What needs to be done:
Copy the lines below verbatim, but only from the line containing "[pin] tree (one" through the end of the data.

Start of Given records

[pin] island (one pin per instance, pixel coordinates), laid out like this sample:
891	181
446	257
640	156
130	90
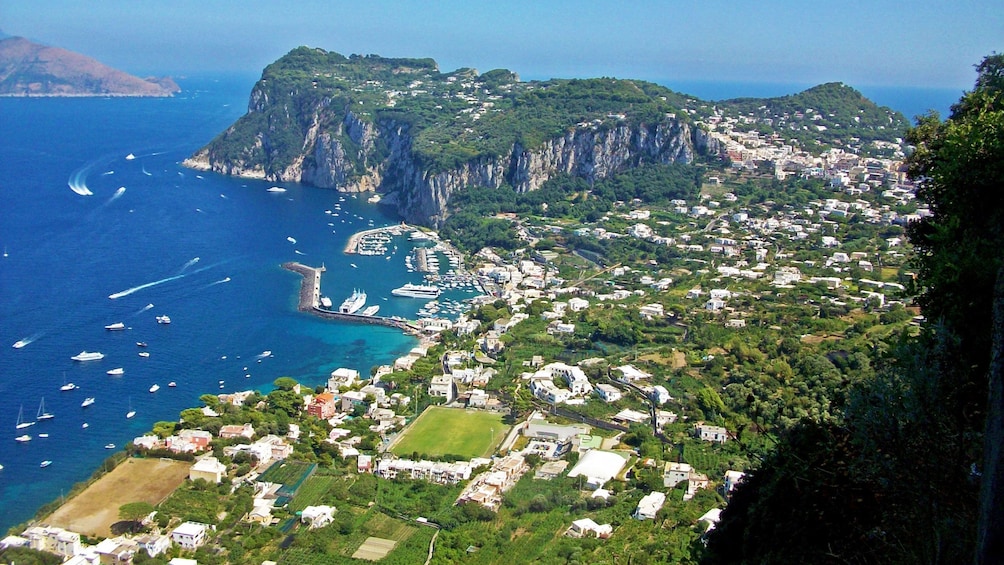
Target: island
32	69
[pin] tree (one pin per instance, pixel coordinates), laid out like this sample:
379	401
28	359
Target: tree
135	512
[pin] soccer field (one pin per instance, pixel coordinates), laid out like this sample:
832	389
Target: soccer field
440	431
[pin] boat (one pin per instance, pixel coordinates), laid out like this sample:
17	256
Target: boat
42	413
87	356
353	302
417	291
21	425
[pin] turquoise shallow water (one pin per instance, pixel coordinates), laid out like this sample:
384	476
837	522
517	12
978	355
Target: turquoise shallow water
202	248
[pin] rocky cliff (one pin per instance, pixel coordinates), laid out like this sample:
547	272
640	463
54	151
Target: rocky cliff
357	136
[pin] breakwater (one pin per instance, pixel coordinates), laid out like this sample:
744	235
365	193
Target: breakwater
310	302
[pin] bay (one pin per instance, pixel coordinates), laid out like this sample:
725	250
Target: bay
203	249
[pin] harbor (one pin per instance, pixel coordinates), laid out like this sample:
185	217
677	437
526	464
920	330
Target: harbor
309	301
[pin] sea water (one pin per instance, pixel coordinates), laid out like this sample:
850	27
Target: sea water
201	248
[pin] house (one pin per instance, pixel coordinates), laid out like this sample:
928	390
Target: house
649	506
442	386
209	469
608	392
585	527
322	405
153	544
676	473
342	376
230	432
711	433
190	535
317	516
53	540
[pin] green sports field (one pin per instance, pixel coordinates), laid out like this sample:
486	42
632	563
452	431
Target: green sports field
440	431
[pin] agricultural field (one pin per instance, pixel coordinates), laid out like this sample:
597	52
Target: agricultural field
439	432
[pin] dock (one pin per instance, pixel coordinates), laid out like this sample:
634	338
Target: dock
310	301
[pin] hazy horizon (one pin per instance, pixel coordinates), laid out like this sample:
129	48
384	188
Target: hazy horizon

End of Given records

The response:
[pin] tree (one pin per instance, pixel coordinates), laid out like this sample:
379	401
28	359
Target: tree
135	512
[pin] soccer field (one pin per instance, pixel coordinates), laid out like this sample:
832	389
Target: soccer field
440	431
[pin] boat (one pin per instance, pixel coordinates), laid out like this sample:
17	256
Target: boat
42	413
87	356
353	302
417	291
21	425
[pin] turquoise shallow water (one pin per instance, pixel coordinates), laid out like this sample:
384	476
837	522
517	12
978	355
Target: turquoise shallow water
202	248
[pin] rocky cliff (one pin per instance, pixel coordinates), laid out like this sample:
547	272
640	463
54	151
Target: rocky cliff
357	136
[pin] breakwater (one pin per instance, pixel coordinates), laid out like this sample:
744	235
365	193
Target: breakwater
310	302
[pin] bay (one pin per instance, pixel coordinates), laid out like this sample:
725	250
Target: bay
203	249
[pin] harbor (one pin per instance, pixel coordinates), laid out like this sample:
185	217
677	437
526	464
920	330
Target: harbor
309	301
[pin] sea water (one pin per instance, pixel coordinates), laid out like this sample:
850	27
Target: sea water
201	248
[pin] house (one pin per instance, pixel coordinates), laid out like this sample:
928	390
Target: house
649	506
442	386
209	469
608	392
585	527
322	405
153	544
676	473
342	376
230	432
711	433
190	535
317	516
53	540
[pin] green sports field (one pin per instance, pixel coordinates), laid out like this sample:
486	42
632	563
452	431
Target: green sports field
440	431
[pin] agricultural field (one pin per instance, pixel coordinates), laid out like this sample:
597	52
Target: agricultural field
439	432
[pin] dock (one pin per instance, pixel coordinates), laid out like this sample:
634	338
Target: dock
310	301
[pin] hazy horizon (one pin per instance, pixel coordinates), laid out like this sample:
129	48
384	188
Target: hazy horizon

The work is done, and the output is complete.